### Problem requirements
Please reproduce the following records exactly as they appear.

### Data shown
[Start of Attachment]

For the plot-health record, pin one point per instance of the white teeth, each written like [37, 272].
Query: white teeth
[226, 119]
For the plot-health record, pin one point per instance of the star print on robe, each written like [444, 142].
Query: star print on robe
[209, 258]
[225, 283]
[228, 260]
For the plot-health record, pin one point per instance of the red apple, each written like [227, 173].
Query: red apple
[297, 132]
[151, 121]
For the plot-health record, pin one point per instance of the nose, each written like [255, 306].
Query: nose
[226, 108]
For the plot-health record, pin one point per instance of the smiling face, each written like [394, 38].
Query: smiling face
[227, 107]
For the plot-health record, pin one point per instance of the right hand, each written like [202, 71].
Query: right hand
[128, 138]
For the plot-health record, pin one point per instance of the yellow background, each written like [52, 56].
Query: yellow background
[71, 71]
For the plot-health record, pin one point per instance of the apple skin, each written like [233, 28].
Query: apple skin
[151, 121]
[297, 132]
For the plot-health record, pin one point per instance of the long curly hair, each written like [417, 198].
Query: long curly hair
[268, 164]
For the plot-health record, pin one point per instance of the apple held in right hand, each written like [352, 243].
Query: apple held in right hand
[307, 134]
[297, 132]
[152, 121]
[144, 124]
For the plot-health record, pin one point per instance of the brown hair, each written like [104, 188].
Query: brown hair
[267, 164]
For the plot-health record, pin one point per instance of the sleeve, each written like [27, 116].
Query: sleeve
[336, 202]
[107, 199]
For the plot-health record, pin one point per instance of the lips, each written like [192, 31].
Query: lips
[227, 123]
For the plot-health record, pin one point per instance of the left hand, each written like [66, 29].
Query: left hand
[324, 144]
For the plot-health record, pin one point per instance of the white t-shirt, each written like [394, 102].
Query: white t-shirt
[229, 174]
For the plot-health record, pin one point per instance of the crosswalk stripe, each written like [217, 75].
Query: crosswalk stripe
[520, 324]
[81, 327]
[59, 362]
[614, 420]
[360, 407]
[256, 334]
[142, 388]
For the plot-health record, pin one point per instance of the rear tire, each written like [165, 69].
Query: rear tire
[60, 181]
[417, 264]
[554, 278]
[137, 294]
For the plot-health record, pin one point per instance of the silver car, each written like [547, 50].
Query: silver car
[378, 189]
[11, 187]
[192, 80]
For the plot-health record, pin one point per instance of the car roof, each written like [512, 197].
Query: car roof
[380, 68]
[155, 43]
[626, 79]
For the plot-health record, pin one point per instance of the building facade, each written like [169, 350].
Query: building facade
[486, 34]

[End of Attachment]

### Response to this task
For the plot-health record, pin one point per instance of the white teeth, each written like [37, 272].
Query: white teeth
[226, 119]
For the plot-health record, pin one point per instance of the star print on robe, each written like [444, 142].
Query: star print on robe
[209, 258]
[225, 283]
[228, 260]
For the plot-health record, pin one point per instance of the red apple, each written like [227, 173].
Query: red apple
[297, 132]
[151, 121]
For the plot-health record, pin one point per instance of the nose, each written like [255, 306].
Query: nose
[226, 108]
For the plot-health record, pin one point per instance of the smiling face, each written like [394, 38].
Query: smiling face
[227, 107]
For the plot-health record, pin one point per instance of the right hand, each written like [202, 71].
Query: right hand
[128, 138]
For the plot-health record, pin one point per instance of the yellow background, each written like [52, 56].
Query: yellow background
[71, 71]
For the plot-health record, pin one point per instance of the apple skin, each written like [233, 28].
Query: apple skin
[151, 121]
[297, 132]
For the plot-health record, pin one point per instance of the long curly hair, each written like [417, 198].
Query: long curly hair
[268, 164]
For the plot-health record, pin one point per instance of the apple held in right hand, each written like [352, 243].
Query: apple held in right hand
[307, 134]
[297, 132]
[152, 121]
[144, 124]
For the plot-health record, pin one point per instance of the brown hair, each written like [104, 188].
Query: brown hair
[267, 164]
For the plot-health record, pin one point per instance of the sleeve, each written like [27, 116].
Query: sleeve
[336, 202]
[107, 199]
For the plot-health record, pin one point per instance of the lips, each written like [192, 31].
Query: lips
[227, 123]
For the plot-health record, pin one point per instance of the left hand, each written like [66, 29].
Query: left hand
[324, 144]
For the plot-health record, pin one point per instance of the white t-shirt, each written like [394, 102].
Query: white t-shirt
[229, 174]
For the plot-health record, pin one point per instance of the crosswalk stripe, each written like [217, 75].
Query: crosswalk stripe
[520, 324]
[81, 327]
[59, 362]
[614, 420]
[360, 407]
[256, 334]
[142, 388]
For the plot-health record, pin one point per instance of the rear tire, each written like [165, 69].
Query: rear tire
[60, 181]
[417, 264]
[554, 278]
[137, 294]
For the plot-health record, pin one point per instance of the silver car, each written like [547, 50].
Query: silver car
[378, 189]
[11, 187]
[192, 80]
For the plot-health record, pin one point per instance of the car roof, each written like [512, 197].
Query: car roof
[380, 68]
[155, 43]
[626, 79]
For the plot-health record, pin one point per instance of the building facade, each written like [169, 350].
Query: building facade
[486, 34]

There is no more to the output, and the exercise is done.